> Source excerpt:
==================================================

DLRM Inference fails:KeyError

Open nzarif opened this issue 2 years ago • 1 comments

Hi, I am using the Terabyte dataset and the 12GB pre-trained model you published. I am running inference locally so I used run_local.sh script. I first ran the script to pre-process the dataset. It successfully pre-processed 21 days and then failed (I think due to memory limitations). Then I started pre-processing again and since the pre-processed files for the first 21st days were already there, the 3 remaining days were pre-processed. Finally I have all the 24 days pre-processed but now when I use them to run inference I get this error: File "$HOME/training/recommendation/dlrm/data_utils.py", line 147, in processCriteoAdData X_cat_t[j, k] = convertDicts[j][x] KeyError: 1637495 I am running in a conda virtual env with pytorch 1.10 and numpy 1.19 because it has been mentioned in other issues we'd better use those versions. The command I use for doing inference (initially used the same command for pre-processing) is this: ./run_local.sh pytorch dlrm terabyte cpu --scenario Offline --max-ind-range=10000000 --data-sub-sample-rate=0.875 --samples-to-aggregate-quantile-file=./tools/dist_quantile.txt --max-batchsize=2048

Can you please help with this issue?

Thanks!

Mar 08 '23 17:03 nzarif

@pgmpablo157321 Could you help?

Apr 18 '23 22:04 nv-ananjappa

==================================================

> Records to use:
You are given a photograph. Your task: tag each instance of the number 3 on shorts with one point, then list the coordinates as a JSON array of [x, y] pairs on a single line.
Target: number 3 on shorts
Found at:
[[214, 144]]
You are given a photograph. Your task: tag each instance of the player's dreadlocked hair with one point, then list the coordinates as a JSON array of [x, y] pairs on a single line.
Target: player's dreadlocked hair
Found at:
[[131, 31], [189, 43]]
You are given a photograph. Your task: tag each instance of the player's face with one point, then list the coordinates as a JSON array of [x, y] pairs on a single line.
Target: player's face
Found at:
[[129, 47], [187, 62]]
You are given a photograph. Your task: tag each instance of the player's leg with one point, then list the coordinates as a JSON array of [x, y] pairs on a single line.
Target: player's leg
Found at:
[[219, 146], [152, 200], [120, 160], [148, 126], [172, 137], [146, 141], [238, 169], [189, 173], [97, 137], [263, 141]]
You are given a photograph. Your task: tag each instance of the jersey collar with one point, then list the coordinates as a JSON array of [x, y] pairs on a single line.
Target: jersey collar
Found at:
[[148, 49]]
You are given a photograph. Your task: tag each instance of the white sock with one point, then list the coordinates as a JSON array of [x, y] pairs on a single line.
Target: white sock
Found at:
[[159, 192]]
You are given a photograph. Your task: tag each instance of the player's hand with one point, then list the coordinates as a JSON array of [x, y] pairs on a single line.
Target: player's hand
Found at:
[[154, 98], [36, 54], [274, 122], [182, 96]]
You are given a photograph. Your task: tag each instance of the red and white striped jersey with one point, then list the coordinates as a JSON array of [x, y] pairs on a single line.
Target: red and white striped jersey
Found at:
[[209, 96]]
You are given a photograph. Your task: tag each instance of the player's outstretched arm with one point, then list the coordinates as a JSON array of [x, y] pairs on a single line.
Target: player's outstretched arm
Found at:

==================================================

> Problems:
[1] In the DLRM inference issue thread, which PyTorch and NumPy versions does the poster use?
[2] Arrange the lines of the listing as a JSON list of strings, one string per line, from the line with "of the white" to the line with "[[154, 98], [36, 54], [274, 122], [182, 96]]".
The issue thread and the listing are unrelated to each other.

> Answers for this exercise:
[1] PyTorch 1.10 and NumPy 1.19.

[2]
[
  "You are given a photograph. Your task: tag each instance of the white sock with one point, then list the coordinates as a JSON array of [x, y] pairs on a single line.",
  "Target: white sock",
  "Found at:",
  "[[159, 192]]",
  "You are given a photograph. Your task: tag each instance of the player's hand with one point, then list the coordinates as a JSON array of [x, y] pairs on a single line.",
  "Target: player's hand",
  "Found at:",
  "[[154, 98], [36, 54], [274, 122], [182, 96]]"
]